◆ OBJECTIVE A:
Pull out every line of the records that contains the word "bare".

◆ PAGE EXTRACT:
——

The book’s title comes from a phrase Aldrin uttered while on the moon’s surface 40 years ago. First he had used the word “beautiful’’ to describe the moonscape, he explained in a phone interview. “Then I felt that’s not really right,’’ he said. “It’s magnificent, that we’re here, that humankind has culminated in being able to do this. But there isn’t a place on Earth that is more desolate than what we were looking at. No life whatsoever. There wasn’t any way to simulate the mono-color of the moon, and the black sky.’’

Aldrin earned a doctorate from MIT in 1963. Last month he performed, as a narrator, with the Boston Pops. Tonight he’ll receive the McLean Award, given “to honor individuals who have made great strides in raising awareness of psychiatric illness.’’

What advice might he have for others who are struggling with alcoholism or depression? “Well, I’ve elected to do that more by role model than by trying to have generalities of behavior, because my case is kind of unusual,’’ he said with a chuckle.

——

◆ GIVEN RECORDS:
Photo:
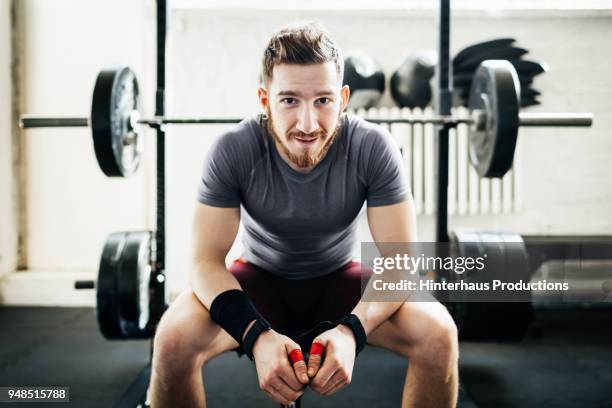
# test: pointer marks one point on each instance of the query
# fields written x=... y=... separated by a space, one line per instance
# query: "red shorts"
x=291 y=305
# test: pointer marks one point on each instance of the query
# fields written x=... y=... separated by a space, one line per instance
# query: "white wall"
x=8 y=216
x=214 y=59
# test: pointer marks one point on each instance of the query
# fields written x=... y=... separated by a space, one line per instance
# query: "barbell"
x=494 y=118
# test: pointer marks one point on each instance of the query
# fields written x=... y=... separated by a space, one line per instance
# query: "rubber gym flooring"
x=565 y=361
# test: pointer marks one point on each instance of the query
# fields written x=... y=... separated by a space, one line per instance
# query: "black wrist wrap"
x=233 y=311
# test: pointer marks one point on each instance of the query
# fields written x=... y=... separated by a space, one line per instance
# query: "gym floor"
x=566 y=355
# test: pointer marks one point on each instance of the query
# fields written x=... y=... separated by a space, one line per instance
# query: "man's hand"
x=338 y=361
x=277 y=378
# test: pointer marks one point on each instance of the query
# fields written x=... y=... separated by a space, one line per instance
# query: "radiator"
x=468 y=194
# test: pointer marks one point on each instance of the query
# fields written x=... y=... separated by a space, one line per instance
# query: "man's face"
x=303 y=104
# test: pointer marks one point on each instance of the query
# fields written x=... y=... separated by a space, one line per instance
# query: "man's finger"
x=317 y=351
x=285 y=391
x=275 y=395
x=299 y=365
x=334 y=382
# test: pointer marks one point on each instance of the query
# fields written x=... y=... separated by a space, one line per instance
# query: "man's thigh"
x=188 y=327
x=410 y=326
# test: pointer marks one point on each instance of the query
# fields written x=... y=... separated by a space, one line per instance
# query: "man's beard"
x=308 y=158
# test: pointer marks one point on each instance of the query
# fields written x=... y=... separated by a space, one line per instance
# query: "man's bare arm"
x=392 y=223
x=214 y=232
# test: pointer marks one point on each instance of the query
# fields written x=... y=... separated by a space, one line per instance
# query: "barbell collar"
x=555 y=119
x=31 y=121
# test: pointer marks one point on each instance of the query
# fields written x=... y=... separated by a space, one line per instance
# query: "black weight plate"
x=107 y=299
x=529 y=68
x=508 y=53
x=133 y=285
x=118 y=147
x=365 y=79
x=495 y=91
x=481 y=47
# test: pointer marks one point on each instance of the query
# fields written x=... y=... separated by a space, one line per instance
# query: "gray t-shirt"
x=302 y=225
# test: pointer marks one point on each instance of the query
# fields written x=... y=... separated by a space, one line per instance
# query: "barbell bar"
x=494 y=118
x=525 y=119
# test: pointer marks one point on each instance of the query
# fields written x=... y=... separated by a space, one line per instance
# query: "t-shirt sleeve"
x=220 y=184
x=386 y=179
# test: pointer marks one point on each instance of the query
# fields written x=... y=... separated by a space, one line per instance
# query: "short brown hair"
x=303 y=44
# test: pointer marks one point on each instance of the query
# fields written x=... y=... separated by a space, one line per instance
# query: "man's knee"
x=174 y=351
x=441 y=340
x=184 y=338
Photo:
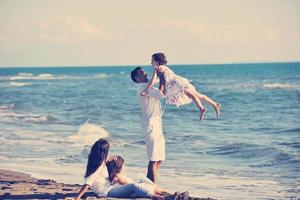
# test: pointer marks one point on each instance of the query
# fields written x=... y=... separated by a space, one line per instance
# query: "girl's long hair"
x=114 y=167
x=97 y=156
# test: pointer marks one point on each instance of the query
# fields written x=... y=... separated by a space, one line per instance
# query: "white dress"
x=175 y=86
x=151 y=122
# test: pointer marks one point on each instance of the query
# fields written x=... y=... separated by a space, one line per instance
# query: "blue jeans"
x=128 y=190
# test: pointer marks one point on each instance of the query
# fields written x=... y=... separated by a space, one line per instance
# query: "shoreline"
x=18 y=185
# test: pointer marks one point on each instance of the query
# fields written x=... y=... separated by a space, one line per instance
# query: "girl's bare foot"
x=217 y=109
x=203 y=111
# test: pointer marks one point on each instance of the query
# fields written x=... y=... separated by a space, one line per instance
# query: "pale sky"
x=128 y=32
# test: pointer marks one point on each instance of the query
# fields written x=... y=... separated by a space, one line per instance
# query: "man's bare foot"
x=217 y=109
x=203 y=111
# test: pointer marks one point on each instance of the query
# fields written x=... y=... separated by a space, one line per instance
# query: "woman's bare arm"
x=83 y=189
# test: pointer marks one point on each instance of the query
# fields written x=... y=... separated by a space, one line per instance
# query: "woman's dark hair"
x=114 y=167
x=97 y=156
x=134 y=73
x=160 y=58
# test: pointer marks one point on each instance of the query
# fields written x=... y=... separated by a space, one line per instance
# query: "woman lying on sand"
x=114 y=184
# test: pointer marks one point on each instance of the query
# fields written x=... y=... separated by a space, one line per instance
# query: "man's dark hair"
x=160 y=58
x=134 y=73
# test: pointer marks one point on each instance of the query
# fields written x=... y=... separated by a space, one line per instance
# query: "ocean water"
x=49 y=118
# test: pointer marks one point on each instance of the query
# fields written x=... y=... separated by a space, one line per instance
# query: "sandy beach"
x=17 y=185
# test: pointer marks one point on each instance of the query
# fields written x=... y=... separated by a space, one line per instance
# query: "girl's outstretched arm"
x=150 y=83
x=83 y=189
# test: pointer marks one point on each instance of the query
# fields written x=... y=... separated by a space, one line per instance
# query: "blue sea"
x=50 y=117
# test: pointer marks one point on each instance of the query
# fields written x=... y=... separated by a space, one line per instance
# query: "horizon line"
x=144 y=65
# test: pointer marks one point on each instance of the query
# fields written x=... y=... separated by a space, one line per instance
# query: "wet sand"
x=16 y=185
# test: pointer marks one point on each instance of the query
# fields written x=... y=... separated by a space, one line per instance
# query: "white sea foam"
x=282 y=86
x=7 y=113
x=19 y=84
x=47 y=76
x=87 y=135
x=30 y=76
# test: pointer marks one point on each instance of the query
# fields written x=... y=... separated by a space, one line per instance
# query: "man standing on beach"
x=151 y=122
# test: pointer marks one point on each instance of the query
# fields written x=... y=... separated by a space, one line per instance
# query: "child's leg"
x=161 y=191
x=196 y=99
x=216 y=106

——

◆ OBJECTIVE B:
According to the passage on Aldrin, in what year did he earn his doctorate from MIT?

◆ FULL ANSWER A:
# query: "man's bare arm"
# query: "girl's bare foot"
# query: "man's bare foot"
# query: "woman's bare arm"

◆ FULL ANSWER B:
1963